● **What you have to do**: Rewrite the records below, starting at the first line and stopping after the line that contains "point(273, 454)". Keep every line, requests included, and shift each x and y coordinate in the points by adding 49.

● **Record list**:
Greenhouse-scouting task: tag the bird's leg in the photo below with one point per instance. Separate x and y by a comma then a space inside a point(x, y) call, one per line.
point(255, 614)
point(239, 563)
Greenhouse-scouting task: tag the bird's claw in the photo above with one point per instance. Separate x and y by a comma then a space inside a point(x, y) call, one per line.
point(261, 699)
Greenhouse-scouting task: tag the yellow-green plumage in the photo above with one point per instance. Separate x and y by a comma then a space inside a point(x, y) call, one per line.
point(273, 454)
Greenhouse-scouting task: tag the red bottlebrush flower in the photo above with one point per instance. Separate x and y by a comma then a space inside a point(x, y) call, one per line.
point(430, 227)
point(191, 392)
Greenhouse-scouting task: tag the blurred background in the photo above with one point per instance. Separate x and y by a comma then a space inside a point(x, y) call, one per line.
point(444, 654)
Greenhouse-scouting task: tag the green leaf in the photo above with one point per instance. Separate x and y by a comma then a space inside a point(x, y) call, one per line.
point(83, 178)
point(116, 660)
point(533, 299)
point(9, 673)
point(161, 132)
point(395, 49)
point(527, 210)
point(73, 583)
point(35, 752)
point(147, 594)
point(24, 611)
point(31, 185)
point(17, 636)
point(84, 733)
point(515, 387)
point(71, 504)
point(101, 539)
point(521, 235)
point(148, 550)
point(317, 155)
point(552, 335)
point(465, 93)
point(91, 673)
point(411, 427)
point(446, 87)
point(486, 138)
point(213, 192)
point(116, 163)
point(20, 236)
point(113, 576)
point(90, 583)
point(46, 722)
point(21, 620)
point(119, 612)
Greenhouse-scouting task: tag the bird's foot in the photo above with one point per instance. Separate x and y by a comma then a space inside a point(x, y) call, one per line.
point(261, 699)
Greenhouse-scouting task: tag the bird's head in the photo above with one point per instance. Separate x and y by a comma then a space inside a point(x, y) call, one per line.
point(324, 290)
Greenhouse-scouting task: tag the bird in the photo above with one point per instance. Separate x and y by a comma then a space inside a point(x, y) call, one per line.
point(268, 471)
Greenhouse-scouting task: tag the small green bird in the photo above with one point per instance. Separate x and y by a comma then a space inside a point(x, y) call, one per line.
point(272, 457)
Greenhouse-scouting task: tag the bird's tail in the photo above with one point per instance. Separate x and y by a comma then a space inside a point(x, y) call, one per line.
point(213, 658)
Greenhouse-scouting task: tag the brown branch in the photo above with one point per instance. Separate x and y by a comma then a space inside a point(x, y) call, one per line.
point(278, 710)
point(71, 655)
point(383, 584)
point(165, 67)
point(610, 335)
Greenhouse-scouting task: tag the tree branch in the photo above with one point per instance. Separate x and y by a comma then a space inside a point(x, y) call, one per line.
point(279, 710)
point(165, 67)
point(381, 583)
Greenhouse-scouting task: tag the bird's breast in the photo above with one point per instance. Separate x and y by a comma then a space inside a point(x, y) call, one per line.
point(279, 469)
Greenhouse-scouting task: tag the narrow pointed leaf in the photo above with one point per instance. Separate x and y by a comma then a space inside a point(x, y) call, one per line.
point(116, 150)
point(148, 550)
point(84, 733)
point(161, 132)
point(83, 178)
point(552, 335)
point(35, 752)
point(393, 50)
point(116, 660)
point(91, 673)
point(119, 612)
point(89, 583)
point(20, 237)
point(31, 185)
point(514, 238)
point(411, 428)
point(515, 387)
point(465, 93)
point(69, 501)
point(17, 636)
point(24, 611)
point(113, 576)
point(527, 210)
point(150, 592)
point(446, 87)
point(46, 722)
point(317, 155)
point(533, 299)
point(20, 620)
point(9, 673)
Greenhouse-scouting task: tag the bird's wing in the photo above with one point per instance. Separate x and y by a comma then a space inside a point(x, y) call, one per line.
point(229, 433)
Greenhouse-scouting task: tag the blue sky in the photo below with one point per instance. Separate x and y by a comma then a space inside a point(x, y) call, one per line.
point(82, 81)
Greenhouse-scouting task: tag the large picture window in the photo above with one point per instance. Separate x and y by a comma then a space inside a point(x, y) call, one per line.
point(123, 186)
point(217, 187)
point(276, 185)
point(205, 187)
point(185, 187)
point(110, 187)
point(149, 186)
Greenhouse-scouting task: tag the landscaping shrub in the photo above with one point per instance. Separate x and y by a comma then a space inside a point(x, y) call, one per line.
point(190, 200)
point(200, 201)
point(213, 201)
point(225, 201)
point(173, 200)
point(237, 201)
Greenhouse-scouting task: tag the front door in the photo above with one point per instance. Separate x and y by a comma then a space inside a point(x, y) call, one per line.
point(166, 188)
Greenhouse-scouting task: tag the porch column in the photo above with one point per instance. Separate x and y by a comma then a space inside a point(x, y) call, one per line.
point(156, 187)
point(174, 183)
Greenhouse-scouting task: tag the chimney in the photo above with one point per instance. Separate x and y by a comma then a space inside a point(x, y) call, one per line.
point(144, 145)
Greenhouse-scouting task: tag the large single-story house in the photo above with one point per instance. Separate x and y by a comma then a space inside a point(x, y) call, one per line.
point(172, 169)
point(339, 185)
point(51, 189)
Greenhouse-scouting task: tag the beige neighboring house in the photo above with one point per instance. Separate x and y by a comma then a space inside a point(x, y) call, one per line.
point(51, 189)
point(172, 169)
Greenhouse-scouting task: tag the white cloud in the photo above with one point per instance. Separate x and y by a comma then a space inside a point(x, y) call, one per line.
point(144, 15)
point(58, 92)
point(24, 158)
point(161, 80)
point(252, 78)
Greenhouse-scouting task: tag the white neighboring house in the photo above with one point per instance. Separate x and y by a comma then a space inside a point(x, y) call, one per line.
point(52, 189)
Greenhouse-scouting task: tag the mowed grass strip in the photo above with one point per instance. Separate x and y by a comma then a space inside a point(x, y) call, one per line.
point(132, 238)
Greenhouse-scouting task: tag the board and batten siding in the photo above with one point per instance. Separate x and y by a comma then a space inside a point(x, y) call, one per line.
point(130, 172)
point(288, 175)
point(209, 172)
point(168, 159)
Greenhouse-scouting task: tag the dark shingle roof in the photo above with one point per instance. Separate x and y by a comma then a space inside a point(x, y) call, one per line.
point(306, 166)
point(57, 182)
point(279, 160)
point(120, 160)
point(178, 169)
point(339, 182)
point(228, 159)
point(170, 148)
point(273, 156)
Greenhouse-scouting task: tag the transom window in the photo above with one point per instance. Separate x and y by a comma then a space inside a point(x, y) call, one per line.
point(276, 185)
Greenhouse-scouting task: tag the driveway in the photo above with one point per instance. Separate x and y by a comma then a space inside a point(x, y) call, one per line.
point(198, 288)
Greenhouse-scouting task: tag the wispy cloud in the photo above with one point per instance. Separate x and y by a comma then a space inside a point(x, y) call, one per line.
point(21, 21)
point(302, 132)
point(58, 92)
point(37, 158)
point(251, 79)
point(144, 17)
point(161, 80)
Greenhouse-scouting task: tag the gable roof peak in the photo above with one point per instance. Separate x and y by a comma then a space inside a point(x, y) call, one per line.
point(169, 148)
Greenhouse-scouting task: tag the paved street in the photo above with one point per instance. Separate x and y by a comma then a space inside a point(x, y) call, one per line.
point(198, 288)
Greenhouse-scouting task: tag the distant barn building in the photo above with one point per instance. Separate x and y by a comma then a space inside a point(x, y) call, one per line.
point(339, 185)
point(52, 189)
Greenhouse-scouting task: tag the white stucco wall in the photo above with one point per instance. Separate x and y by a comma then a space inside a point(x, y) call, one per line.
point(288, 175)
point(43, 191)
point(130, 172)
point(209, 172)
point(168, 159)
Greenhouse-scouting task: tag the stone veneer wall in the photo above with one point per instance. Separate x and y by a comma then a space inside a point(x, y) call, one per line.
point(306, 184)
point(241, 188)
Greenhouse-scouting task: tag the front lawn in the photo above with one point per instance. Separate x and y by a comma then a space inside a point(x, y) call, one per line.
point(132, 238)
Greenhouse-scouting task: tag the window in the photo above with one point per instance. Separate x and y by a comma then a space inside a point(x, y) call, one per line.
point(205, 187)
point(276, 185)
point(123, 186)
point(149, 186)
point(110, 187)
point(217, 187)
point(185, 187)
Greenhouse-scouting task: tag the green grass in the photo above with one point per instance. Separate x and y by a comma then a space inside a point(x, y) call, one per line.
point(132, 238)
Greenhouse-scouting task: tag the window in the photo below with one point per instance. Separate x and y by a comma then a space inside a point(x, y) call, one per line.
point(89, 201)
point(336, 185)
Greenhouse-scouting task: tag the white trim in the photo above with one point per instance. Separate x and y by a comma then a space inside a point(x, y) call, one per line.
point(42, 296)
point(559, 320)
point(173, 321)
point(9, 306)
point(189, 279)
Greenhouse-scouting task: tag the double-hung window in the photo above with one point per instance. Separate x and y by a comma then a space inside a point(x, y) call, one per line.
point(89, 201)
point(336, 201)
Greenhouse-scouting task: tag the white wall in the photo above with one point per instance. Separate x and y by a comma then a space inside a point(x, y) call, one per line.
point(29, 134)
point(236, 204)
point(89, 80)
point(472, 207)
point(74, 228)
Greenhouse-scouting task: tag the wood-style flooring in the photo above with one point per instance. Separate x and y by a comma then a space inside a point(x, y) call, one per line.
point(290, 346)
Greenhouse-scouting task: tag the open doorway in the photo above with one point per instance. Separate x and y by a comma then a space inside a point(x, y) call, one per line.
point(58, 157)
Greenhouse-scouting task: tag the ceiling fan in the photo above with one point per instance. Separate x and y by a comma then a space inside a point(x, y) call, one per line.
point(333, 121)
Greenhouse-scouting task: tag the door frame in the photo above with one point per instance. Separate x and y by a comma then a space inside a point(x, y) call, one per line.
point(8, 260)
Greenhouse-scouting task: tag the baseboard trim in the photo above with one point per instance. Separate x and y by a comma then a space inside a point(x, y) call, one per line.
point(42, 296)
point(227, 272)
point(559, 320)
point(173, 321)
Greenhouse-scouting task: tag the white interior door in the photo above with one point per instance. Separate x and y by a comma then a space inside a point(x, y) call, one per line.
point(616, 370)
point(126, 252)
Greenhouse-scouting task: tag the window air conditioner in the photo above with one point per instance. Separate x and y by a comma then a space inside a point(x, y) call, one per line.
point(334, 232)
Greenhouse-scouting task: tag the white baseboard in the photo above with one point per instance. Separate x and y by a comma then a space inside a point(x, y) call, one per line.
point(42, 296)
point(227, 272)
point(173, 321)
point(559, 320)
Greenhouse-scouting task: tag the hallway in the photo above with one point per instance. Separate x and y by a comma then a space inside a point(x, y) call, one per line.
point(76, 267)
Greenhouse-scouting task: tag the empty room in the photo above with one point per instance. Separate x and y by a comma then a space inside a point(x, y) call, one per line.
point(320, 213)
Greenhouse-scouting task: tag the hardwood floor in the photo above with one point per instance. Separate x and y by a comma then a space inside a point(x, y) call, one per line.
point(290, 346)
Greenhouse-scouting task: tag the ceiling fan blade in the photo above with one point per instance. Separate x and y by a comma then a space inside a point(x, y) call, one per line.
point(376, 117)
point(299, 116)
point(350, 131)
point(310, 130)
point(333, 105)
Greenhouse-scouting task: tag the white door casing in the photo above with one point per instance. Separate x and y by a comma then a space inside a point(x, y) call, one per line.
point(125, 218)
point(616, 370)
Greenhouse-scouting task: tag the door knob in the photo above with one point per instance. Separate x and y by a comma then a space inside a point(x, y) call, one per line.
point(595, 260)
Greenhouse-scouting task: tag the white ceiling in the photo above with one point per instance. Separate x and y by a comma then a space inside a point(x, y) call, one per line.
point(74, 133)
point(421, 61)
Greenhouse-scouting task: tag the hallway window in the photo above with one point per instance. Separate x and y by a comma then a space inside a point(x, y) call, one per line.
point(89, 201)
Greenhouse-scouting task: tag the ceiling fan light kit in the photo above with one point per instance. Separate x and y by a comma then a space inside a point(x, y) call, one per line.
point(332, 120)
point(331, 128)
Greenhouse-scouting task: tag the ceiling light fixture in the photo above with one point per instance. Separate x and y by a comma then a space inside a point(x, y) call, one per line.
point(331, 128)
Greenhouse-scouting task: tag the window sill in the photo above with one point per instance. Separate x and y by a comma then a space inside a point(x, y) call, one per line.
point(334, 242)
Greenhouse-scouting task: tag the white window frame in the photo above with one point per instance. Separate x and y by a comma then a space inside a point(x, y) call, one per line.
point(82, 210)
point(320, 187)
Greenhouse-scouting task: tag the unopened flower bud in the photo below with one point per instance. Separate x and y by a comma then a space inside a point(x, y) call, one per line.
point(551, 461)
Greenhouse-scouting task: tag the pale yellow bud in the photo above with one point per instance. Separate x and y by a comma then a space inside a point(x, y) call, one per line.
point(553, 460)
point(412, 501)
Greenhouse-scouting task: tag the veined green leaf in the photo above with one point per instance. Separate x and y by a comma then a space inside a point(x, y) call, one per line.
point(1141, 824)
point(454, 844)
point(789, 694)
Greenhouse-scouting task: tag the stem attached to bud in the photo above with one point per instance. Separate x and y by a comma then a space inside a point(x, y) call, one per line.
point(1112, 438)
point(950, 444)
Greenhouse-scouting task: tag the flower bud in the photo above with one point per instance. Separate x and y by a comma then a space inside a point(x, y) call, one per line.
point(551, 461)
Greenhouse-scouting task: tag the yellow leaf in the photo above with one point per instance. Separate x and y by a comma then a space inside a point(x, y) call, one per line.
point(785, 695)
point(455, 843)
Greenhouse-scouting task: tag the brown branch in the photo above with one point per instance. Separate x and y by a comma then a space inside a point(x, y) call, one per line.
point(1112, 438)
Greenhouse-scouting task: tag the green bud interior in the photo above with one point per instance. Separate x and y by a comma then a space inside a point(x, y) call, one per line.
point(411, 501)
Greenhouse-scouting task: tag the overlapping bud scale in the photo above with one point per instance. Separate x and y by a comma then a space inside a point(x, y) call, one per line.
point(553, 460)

● **Exercise solution**:
Greenhouse-scouting task: tag the bird's leg in the photo below with one point per instance. Separate x and y by a comma then a space inside a point(x, y) call, one per line.
point(304, 663)
point(288, 612)
Greenhouse-scouting task: tag the bird's claw in the photo above with one point per instance. Separate x and y by a comma then a space inside a point(x, y) call, one per line.
point(310, 748)
Greenhouse-scouting task: tag the yellow-green plumage in the photo above with one point per instance. Separate x and y by a comma then a space inside a point(x, y) call, one per line.
point(322, 503)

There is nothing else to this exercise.